What is needed - Read the records below. Copy each line where the string "test" occurs.

== Extracted records ==

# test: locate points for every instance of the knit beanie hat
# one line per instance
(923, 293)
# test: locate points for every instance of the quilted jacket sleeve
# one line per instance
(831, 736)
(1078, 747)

===

Solution to the exercise -
# test: locate points for every instance of the knit beanie hat
# test: locate points for every instance of the quilted jacket sleeve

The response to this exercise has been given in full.